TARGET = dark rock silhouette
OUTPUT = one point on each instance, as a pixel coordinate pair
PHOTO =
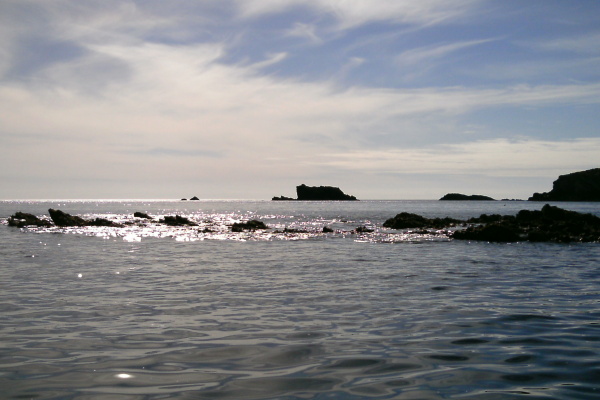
(139, 214)
(578, 186)
(61, 218)
(176, 220)
(459, 196)
(21, 219)
(251, 225)
(550, 224)
(408, 220)
(317, 193)
(321, 193)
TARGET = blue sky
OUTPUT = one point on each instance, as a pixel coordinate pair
(387, 99)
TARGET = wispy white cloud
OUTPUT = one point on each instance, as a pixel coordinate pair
(499, 157)
(352, 13)
(302, 30)
(586, 44)
(423, 55)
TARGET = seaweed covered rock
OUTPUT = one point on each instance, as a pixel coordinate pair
(578, 186)
(406, 220)
(550, 224)
(251, 225)
(21, 219)
(176, 220)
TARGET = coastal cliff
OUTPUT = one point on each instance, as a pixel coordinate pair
(578, 186)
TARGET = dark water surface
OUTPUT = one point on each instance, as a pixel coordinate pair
(149, 312)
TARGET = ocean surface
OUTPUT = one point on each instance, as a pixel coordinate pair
(156, 312)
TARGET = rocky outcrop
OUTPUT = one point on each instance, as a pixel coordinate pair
(321, 193)
(282, 198)
(251, 225)
(550, 224)
(61, 218)
(139, 214)
(176, 220)
(578, 186)
(21, 219)
(408, 220)
(317, 193)
(459, 196)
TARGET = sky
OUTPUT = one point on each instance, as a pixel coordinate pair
(246, 99)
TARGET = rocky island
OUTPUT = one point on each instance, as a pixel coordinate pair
(459, 196)
(578, 186)
(316, 193)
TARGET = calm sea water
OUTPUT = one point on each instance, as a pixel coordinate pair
(149, 312)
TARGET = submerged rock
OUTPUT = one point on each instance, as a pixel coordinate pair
(459, 196)
(578, 186)
(251, 225)
(21, 219)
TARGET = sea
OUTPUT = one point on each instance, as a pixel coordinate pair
(149, 311)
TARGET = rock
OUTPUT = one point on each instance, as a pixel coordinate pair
(578, 186)
(321, 193)
(550, 224)
(139, 214)
(406, 220)
(494, 232)
(251, 225)
(61, 218)
(103, 222)
(459, 196)
(176, 220)
(21, 219)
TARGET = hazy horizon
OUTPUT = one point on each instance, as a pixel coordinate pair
(246, 99)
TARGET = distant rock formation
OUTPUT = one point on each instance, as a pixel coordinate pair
(459, 196)
(318, 193)
(21, 219)
(251, 225)
(578, 186)
(176, 220)
(321, 193)
(282, 198)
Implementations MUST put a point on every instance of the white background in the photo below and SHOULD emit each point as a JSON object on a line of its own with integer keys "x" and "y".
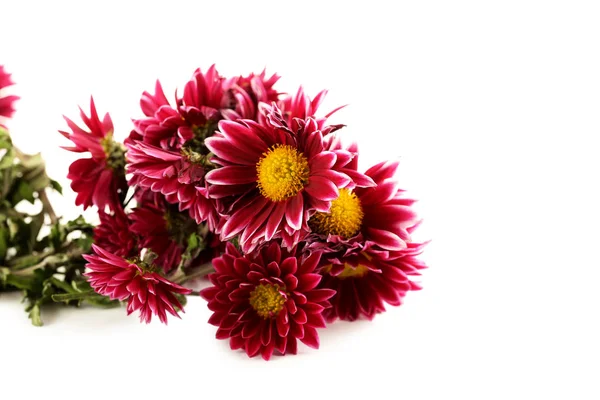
{"x": 493, "y": 109}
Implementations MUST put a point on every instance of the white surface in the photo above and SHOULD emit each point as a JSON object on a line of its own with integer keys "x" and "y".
{"x": 494, "y": 109}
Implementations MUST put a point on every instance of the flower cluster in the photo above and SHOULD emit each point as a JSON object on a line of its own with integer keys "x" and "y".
{"x": 7, "y": 102}
{"x": 257, "y": 183}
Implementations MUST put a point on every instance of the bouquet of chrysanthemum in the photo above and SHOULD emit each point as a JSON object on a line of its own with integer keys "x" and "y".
{"x": 250, "y": 187}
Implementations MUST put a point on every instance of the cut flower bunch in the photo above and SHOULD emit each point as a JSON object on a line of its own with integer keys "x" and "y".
{"x": 230, "y": 180}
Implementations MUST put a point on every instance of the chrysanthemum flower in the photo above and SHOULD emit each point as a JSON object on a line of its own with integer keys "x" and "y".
{"x": 273, "y": 178}
{"x": 246, "y": 93}
{"x": 369, "y": 257}
{"x": 114, "y": 234}
{"x": 301, "y": 106}
{"x": 98, "y": 180}
{"x": 150, "y": 224}
{"x": 143, "y": 288}
{"x": 266, "y": 300}
{"x": 175, "y": 175}
{"x": 167, "y": 152}
{"x": 6, "y": 102}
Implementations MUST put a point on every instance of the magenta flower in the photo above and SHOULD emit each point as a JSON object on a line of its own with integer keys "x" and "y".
{"x": 270, "y": 179}
{"x": 114, "y": 234}
{"x": 175, "y": 175}
{"x": 7, "y": 103}
{"x": 98, "y": 180}
{"x": 302, "y": 107}
{"x": 266, "y": 300}
{"x": 149, "y": 223}
{"x": 247, "y": 93}
{"x": 143, "y": 288}
{"x": 369, "y": 257}
{"x": 166, "y": 150}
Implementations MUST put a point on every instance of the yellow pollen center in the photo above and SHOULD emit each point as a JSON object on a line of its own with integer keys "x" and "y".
{"x": 282, "y": 172}
{"x": 267, "y": 300}
{"x": 343, "y": 219}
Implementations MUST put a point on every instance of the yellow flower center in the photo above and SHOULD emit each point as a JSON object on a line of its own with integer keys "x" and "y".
{"x": 267, "y": 300}
{"x": 282, "y": 173}
{"x": 343, "y": 219}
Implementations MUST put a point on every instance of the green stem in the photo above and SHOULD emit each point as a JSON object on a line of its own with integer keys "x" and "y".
{"x": 47, "y": 206}
{"x": 201, "y": 271}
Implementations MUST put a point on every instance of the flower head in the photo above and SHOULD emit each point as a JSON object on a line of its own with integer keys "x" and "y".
{"x": 270, "y": 179}
{"x": 150, "y": 224}
{"x": 6, "y": 102}
{"x": 114, "y": 234}
{"x": 98, "y": 180}
{"x": 143, "y": 288}
{"x": 247, "y": 93}
{"x": 301, "y": 106}
{"x": 368, "y": 254}
{"x": 166, "y": 150}
{"x": 266, "y": 300}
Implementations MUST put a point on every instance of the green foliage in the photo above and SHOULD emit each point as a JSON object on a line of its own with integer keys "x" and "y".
{"x": 39, "y": 254}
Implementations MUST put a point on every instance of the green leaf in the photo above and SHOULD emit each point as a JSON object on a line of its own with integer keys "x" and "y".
{"x": 56, "y": 186}
{"x": 73, "y": 296}
{"x": 21, "y": 282}
{"x": 24, "y": 191}
{"x": 34, "y": 315}
{"x": 4, "y": 237}
{"x": 8, "y": 159}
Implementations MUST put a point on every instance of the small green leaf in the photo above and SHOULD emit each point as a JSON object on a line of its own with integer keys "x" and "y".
{"x": 8, "y": 159}
{"x": 73, "y": 296}
{"x": 24, "y": 191}
{"x": 34, "y": 315}
{"x": 56, "y": 186}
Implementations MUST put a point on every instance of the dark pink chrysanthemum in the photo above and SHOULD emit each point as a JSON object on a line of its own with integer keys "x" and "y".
{"x": 149, "y": 223}
{"x": 7, "y": 103}
{"x": 144, "y": 289}
{"x": 301, "y": 106}
{"x": 166, "y": 150}
{"x": 114, "y": 234}
{"x": 246, "y": 93}
{"x": 98, "y": 180}
{"x": 369, "y": 257}
{"x": 271, "y": 179}
{"x": 172, "y": 174}
{"x": 266, "y": 300}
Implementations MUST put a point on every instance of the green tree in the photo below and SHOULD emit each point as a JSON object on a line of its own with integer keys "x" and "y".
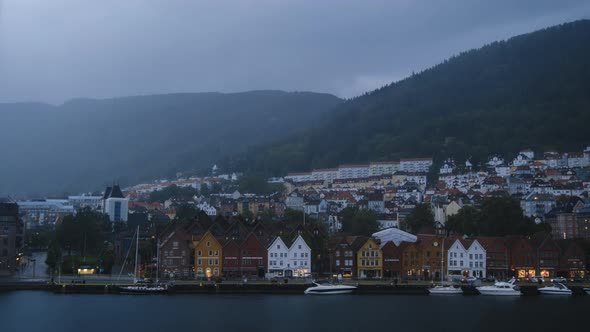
{"x": 186, "y": 212}
{"x": 502, "y": 216}
{"x": 359, "y": 221}
{"x": 421, "y": 216}
{"x": 53, "y": 256}
{"x": 84, "y": 232}
{"x": 467, "y": 221}
{"x": 204, "y": 190}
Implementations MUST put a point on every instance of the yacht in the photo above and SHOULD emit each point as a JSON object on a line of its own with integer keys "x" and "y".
{"x": 143, "y": 289}
{"x": 140, "y": 286}
{"x": 329, "y": 289}
{"x": 445, "y": 290}
{"x": 556, "y": 289}
{"x": 501, "y": 289}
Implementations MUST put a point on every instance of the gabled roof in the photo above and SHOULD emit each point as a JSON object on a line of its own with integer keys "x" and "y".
{"x": 116, "y": 192}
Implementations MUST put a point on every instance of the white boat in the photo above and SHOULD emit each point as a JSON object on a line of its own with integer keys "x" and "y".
{"x": 140, "y": 287}
{"x": 445, "y": 290}
{"x": 556, "y": 289}
{"x": 143, "y": 289}
{"x": 329, "y": 289}
{"x": 501, "y": 289}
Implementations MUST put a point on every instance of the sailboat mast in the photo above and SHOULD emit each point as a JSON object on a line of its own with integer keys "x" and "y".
{"x": 136, "y": 254}
{"x": 158, "y": 261}
{"x": 442, "y": 262}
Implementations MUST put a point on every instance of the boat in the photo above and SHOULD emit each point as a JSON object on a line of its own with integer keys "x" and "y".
{"x": 445, "y": 290}
{"x": 501, "y": 288}
{"x": 556, "y": 289}
{"x": 139, "y": 285}
{"x": 329, "y": 289}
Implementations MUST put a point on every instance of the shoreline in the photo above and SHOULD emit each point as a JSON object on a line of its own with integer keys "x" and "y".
{"x": 206, "y": 288}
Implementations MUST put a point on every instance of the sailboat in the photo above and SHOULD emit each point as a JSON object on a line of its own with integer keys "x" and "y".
{"x": 444, "y": 289}
{"x": 139, "y": 287}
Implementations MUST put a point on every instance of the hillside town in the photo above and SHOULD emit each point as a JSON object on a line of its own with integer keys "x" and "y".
{"x": 207, "y": 229}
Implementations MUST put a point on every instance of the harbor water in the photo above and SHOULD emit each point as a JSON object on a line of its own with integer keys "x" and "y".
{"x": 33, "y": 311}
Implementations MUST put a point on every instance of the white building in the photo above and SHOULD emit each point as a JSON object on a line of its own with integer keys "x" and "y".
{"x": 353, "y": 171}
{"x": 208, "y": 209}
{"x": 293, "y": 261}
{"x": 378, "y": 168}
{"x": 82, "y": 201}
{"x": 45, "y": 211}
{"x": 325, "y": 174}
{"x": 394, "y": 235}
{"x": 466, "y": 257}
{"x": 115, "y": 204}
{"x": 415, "y": 165}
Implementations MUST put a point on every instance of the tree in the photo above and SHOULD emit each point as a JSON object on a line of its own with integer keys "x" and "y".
{"x": 421, "y": 216}
{"x": 53, "y": 255}
{"x": 186, "y": 212}
{"x": 204, "y": 190}
{"x": 84, "y": 232}
{"x": 359, "y": 221}
{"x": 502, "y": 216}
{"x": 465, "y": 222}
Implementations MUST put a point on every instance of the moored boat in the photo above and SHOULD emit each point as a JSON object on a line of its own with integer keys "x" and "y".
{"x": 501, "y": 289}
{"x": 445, "y": 290}
{"x": 143, "y": 289}
{"x": 329, "y": 289}
{"x": 556, "y": 289}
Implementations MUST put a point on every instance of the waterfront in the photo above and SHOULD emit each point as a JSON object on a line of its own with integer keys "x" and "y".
{"x": 41, "y": 311}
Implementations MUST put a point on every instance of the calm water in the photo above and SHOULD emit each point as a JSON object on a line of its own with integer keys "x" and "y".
{"x": 41, "y": 311}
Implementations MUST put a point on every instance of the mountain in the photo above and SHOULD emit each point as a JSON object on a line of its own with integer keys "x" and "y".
{"x": 85, "y": 144}
{"x": 531, "y": 91}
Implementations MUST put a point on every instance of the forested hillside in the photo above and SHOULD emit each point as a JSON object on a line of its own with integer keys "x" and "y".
{"x": 531, "y": 91}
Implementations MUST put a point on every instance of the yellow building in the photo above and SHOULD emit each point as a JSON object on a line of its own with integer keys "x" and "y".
{"x": 208, "y": 256}
{"x": 369, "y": 260}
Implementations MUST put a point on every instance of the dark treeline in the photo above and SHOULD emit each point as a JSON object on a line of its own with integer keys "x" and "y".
{"x": 530, "y": 91}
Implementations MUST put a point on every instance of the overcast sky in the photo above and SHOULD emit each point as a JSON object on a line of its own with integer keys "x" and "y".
{"x": 53, "y": 50}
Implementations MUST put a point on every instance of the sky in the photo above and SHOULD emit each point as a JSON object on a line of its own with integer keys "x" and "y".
{"x": 55, "y": 50}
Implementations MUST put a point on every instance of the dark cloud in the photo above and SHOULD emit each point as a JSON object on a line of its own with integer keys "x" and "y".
{"x": 60, "y": 49}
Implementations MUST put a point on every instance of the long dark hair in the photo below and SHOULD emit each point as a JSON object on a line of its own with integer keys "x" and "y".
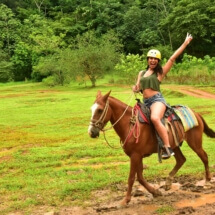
{"x": 157, "y": 69}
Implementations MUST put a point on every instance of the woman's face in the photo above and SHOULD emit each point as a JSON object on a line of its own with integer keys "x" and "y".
{"x": 152, "y": 62}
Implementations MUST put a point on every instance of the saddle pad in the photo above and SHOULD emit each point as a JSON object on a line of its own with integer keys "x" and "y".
{"x": 187, "y": 117}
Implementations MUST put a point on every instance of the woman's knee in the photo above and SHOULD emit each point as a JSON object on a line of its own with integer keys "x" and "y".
{"x": 155, "y": 119}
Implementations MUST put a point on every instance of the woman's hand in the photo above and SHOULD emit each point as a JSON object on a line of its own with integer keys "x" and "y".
{"x": 135, "y": 89}
{"x": 188, "y": 38}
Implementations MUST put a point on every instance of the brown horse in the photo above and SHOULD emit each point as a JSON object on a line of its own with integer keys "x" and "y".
{"x": 107, "y": 108}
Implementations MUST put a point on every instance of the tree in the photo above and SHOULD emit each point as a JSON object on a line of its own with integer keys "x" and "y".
{"x": 93, "y": 57}
{"x": 9, "y": 26}
{"x": 5, "y": 67}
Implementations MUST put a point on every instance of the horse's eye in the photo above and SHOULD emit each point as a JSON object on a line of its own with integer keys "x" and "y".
{"x": 100, "y": 111}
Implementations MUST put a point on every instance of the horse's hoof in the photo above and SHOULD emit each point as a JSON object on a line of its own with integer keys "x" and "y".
{"x": 157, "y": 193}
{"x": 124, "y": 203}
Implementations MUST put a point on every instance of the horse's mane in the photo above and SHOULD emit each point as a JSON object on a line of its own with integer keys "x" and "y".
{"x": 122, "y": 104}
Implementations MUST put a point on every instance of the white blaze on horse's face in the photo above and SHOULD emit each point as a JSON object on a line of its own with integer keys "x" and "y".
{"x": 93, "y": 109}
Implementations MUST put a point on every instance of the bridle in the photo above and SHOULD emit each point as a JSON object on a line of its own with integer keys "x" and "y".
{"x": 100, "y": 122}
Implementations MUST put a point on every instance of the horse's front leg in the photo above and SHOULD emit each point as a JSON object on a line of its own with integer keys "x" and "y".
{"x": 142, "y": 181}
{"x": 180, "y": 160}
{"x": 134, "y": 162}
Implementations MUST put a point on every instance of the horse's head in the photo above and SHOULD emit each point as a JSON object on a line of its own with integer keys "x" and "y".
{"x": 99, "y": 114}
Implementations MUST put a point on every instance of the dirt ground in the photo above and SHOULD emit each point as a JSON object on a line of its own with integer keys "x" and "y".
{"x": 187, "y": 195}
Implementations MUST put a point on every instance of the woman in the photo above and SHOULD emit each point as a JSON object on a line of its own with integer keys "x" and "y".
{"x": 149, "y": 83}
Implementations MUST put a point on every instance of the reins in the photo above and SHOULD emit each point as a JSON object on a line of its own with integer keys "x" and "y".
{"x": 103, "y": 130}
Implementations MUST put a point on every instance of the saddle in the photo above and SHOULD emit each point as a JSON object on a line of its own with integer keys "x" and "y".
{"x": 178, "y": 119}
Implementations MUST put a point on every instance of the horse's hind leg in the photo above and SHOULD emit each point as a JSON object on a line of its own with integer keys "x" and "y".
{"x": 180, "y": 160}
{"x": 196, "y": 146}
{"x": 143, "y": 182}
{"x": 134, "y": 162}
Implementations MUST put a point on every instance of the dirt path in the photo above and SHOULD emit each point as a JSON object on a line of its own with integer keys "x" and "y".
{"x": 187, "y": 196}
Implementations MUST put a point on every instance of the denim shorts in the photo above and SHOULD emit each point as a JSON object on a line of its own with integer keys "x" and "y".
{"x": 156, "y": 98}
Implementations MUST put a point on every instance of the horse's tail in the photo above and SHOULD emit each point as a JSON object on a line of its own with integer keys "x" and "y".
{"x": 208, "y": 131}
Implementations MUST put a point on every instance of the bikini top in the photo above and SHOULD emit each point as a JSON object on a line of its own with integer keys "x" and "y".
{"x": 150, "y": 82}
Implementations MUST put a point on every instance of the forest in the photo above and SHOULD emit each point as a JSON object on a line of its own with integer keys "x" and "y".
{"x": 63, "y": 40}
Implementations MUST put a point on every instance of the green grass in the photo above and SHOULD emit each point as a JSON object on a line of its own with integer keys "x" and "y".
{"x": 47, "y": 157}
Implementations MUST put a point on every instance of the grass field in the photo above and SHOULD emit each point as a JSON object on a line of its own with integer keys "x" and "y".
{"x": 47, "y": 157}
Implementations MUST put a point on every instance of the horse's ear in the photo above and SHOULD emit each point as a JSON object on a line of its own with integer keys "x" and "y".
{"x": 106, "y": 95}
{"x": 99, "y": 94}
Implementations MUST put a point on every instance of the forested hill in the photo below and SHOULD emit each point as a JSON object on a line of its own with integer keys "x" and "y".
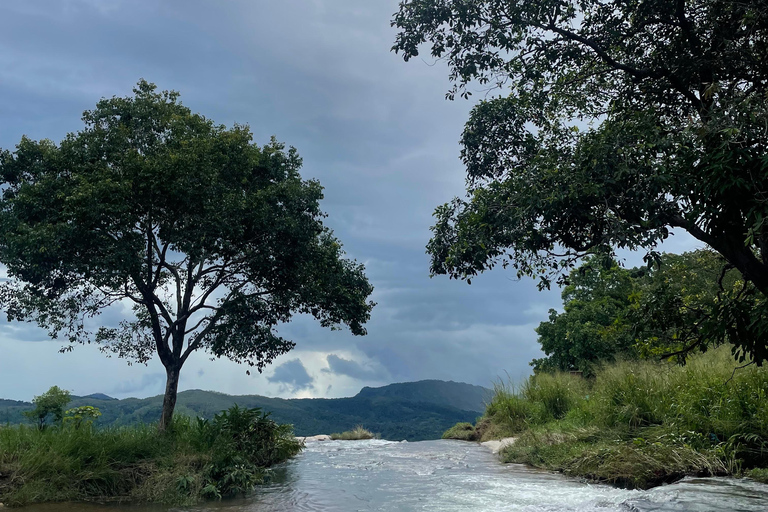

++++++++++++++++++++

> **EXERCISE INSTRUCTIONS**: Say how many lines in the entries include the word "rocky", with no text around the number.

> **REPLY TO THE TASK**: 2